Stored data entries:

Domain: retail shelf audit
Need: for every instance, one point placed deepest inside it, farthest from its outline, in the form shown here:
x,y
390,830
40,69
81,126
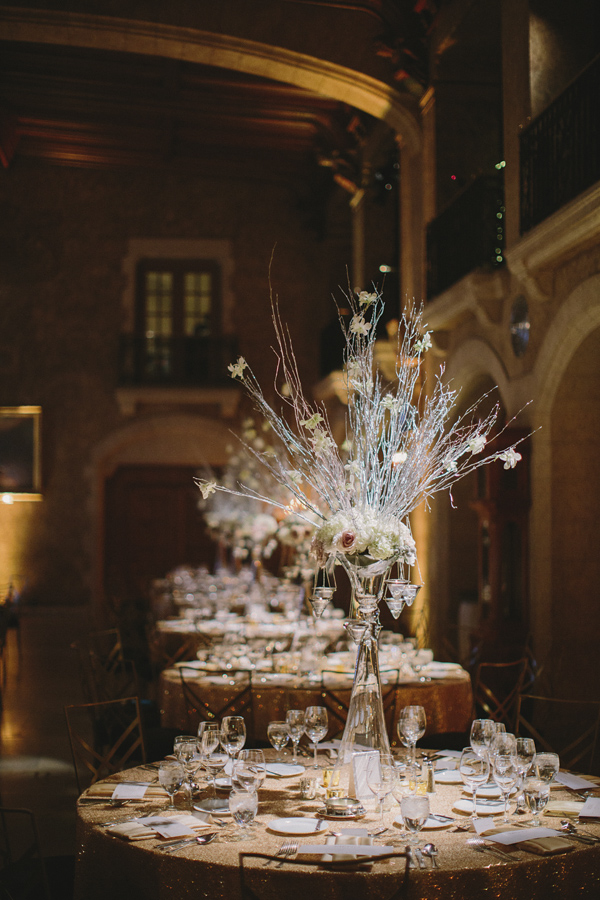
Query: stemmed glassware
x,y
295,719
474,770
278,733
316,725
415,812
411,726
233,735
506,775
380,780
171,775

→ **ASSIGNMENT**: Leaving the pictures aside, write out the entries above exactly.

→ **OUTPUT FOR THIS EXERCISE**:
Domain: retail shelf audit
Need: for every instance, one point placed deepest inside it, farthest from its outline, in the form shown here:
x,y
390,830
40,69
81,126
Query: stemmed glassware
x,y
295,719
474,770
278,733
316,725
415,812
411,726
233,735
506,775
380,780
171,775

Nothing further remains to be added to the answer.